研究?産学連携
vol.1:高精度時刻情報を保持可能な自律型IoTセンサ(2018.7.2)
産業技術学部の倉田成人教授の研究グループは、チップスケール原子時計を応用し、GPSやネットワークに依存せず、高精度な時刻情報を保持できる自律型IoTセンサの開発と適用を進めています。この技術が実用化されると、世界中どこでもセンサをばらまくだけで、正確な時刻情報を付加した計測データが得られるようになり、建築、都市、社会インフラの維持管理等を目的としたマルチモーダルな時系列ビッグデータ分析に活用できます。
あらゆる現象は、時間軸に沿って起こります。時系列ビッグデータ分析には、計測データに正確な時刻情報を付加することが必要です。建築、都市、社会インフラを対象としてセンサを設置する場合、位置情報は固定ですが、正確な時刻情報を保持することは簡単ではありません。ネットワークや専用線を使う方法は制約が多く、GPS信号を使う方法はビルの中や地下、トンネルなどでは利用できません。この問題を本質的に解決するために、高精度な時計であるチップスケール原子時計(Chip Scale Atomic Clock:CSAC)を利用して、高精度な時刻情報を保持する自律型IoTセンサを開発しました(図1、図2)。

### 短い課題 A
「読む文章」にある一文「時系列ビッグデータ分析には、計測データに正確な時刻情報を付加することが必要です。」を英語に訳してください。
### 短い課題 B
「読む文章」によると、研究グループがチップスケール原子時計を利用したのはなぜか。一〜三文で説明すること。
次の項目はこの作業には使いません。

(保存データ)
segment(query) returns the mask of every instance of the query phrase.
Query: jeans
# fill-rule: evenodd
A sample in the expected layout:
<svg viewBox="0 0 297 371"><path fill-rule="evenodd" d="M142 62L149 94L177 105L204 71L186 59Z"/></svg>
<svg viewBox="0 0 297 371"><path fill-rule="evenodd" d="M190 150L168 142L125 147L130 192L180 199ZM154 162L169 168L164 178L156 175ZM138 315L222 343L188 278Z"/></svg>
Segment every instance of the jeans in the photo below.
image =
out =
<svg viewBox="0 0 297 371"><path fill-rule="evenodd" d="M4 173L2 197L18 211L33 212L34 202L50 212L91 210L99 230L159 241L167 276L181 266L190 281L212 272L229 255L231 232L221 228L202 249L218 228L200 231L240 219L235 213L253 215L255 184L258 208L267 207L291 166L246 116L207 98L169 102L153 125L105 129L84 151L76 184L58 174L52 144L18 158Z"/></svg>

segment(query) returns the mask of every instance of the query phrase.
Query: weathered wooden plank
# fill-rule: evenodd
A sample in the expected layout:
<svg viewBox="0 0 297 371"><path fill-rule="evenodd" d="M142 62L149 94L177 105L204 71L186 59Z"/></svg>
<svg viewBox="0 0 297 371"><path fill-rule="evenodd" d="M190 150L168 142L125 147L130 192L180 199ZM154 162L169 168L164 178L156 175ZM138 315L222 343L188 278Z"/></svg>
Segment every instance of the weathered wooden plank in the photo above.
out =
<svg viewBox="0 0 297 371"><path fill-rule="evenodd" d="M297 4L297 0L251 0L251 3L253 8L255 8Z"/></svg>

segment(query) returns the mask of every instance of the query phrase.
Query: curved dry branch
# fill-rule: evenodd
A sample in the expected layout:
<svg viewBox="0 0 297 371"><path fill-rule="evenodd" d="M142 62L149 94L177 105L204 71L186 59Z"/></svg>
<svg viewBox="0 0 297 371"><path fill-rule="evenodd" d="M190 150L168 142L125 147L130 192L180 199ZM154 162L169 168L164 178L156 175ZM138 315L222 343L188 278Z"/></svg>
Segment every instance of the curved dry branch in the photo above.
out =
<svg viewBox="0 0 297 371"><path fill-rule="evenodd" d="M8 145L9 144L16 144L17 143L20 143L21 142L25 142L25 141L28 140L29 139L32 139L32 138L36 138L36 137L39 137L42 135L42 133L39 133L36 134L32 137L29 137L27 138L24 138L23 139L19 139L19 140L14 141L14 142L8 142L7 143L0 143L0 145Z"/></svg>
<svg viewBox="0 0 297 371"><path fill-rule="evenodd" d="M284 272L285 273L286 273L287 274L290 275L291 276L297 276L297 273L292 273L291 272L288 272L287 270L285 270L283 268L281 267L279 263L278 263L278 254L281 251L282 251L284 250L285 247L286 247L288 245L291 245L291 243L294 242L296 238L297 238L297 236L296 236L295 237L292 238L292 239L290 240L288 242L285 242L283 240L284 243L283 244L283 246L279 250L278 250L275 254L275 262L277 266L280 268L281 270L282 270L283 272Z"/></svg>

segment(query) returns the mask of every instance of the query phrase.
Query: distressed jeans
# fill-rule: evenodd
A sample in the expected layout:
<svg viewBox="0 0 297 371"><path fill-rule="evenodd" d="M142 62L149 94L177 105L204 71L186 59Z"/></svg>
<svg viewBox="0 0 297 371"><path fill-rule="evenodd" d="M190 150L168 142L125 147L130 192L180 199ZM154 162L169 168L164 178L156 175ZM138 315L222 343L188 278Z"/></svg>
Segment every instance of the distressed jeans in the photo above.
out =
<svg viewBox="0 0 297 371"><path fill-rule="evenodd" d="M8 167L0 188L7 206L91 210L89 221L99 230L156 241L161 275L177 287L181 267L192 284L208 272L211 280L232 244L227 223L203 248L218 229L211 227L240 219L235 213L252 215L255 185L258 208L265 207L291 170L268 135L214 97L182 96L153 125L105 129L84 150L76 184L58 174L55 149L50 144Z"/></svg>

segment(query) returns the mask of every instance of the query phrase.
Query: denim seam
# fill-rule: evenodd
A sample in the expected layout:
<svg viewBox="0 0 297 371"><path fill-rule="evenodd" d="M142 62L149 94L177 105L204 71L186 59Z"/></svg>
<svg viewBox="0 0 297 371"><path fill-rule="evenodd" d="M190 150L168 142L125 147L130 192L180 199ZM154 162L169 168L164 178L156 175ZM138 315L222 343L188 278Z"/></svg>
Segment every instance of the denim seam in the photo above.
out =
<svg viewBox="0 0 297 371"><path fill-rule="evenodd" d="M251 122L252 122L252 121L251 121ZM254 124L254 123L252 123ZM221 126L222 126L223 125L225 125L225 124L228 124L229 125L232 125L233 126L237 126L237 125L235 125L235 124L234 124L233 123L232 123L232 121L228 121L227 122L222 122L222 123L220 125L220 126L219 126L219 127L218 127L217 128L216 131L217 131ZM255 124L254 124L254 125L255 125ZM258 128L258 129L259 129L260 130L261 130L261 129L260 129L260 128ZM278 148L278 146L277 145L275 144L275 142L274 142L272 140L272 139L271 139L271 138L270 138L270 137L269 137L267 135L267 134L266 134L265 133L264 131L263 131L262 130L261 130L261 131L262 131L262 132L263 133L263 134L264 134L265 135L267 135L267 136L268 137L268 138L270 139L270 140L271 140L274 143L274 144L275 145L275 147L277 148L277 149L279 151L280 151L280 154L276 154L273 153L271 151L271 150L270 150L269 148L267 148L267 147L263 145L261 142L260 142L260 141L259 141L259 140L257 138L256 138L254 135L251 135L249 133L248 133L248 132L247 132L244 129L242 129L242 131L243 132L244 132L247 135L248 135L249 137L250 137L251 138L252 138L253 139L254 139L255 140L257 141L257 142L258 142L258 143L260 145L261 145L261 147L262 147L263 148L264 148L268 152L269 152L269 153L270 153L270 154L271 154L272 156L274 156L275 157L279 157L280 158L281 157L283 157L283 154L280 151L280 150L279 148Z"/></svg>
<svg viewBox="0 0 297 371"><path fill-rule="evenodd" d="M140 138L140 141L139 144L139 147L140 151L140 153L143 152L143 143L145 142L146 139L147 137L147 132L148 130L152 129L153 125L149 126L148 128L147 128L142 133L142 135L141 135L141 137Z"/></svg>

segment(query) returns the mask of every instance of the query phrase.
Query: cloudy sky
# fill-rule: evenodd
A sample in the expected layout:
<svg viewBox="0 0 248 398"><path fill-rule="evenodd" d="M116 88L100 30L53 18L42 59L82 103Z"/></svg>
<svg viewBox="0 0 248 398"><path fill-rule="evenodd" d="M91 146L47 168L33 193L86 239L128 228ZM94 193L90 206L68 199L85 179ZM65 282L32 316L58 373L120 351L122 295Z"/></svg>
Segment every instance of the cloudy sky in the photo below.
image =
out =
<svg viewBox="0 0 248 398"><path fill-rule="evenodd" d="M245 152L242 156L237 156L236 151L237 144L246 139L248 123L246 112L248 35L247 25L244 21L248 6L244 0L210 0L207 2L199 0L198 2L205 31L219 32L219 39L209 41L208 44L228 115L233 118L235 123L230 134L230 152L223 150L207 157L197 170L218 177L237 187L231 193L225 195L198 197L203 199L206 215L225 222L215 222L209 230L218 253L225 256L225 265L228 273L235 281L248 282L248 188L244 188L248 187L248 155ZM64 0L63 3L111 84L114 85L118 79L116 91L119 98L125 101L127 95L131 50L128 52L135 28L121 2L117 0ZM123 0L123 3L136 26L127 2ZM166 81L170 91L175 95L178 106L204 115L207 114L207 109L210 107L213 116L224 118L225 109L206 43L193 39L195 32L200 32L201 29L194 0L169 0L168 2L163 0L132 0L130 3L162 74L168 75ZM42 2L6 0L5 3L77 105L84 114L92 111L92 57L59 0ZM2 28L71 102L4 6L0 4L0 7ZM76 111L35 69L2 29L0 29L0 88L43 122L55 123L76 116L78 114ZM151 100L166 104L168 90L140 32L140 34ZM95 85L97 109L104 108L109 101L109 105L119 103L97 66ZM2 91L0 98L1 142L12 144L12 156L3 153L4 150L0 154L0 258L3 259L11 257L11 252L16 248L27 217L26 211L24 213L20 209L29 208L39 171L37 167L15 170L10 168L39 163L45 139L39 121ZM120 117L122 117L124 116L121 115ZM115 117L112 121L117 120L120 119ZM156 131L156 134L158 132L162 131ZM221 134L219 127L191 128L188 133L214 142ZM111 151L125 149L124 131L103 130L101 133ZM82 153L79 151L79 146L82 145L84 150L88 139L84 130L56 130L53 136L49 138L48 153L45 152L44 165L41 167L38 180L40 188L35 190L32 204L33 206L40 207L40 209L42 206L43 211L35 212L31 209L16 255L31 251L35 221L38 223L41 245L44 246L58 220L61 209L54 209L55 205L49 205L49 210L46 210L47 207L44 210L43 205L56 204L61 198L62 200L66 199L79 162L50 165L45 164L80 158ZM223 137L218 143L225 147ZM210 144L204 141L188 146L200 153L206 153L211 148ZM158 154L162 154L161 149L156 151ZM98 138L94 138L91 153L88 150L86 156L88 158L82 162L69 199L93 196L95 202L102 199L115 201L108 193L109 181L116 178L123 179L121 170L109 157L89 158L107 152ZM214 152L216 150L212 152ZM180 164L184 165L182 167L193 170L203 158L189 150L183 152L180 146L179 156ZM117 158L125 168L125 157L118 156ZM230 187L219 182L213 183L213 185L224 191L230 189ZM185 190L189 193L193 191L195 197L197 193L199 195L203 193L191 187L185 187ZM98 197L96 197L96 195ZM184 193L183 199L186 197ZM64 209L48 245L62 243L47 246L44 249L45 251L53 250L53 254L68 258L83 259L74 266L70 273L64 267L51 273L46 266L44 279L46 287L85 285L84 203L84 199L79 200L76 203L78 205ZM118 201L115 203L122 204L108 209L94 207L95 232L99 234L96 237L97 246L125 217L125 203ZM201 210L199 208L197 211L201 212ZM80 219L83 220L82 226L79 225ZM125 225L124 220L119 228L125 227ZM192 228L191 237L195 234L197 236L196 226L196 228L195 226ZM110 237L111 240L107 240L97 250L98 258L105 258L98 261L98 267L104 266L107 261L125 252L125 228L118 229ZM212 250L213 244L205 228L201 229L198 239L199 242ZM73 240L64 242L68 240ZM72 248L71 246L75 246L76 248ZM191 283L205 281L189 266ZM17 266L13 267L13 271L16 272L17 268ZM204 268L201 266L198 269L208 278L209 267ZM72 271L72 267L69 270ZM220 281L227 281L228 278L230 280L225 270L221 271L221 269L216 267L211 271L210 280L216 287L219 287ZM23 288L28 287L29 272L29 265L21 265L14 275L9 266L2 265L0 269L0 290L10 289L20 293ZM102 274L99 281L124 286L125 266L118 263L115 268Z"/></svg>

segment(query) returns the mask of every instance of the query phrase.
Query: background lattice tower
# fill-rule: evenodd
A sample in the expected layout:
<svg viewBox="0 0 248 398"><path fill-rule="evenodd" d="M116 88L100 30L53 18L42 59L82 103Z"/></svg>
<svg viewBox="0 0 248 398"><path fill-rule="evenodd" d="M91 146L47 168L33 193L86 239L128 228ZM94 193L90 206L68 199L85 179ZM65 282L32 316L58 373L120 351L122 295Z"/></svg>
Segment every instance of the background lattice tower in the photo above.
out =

### 記述による解答 A
Time-series big data analysis requires adding accurate time information to measurement data.

### 記述による解答 B
建築、都市、社会インフラにセンサを設置する場合、正確な時刻情報を保持するのは簡単ではありません。ネットワークや専用線を使う方法は制約が多く、GPS信号を使う方法はビルの中や地下、トンネルなどでは利用できません。この問題を本質的に解決するために、高精度な時計であるチップスケール原子時計を利用しました。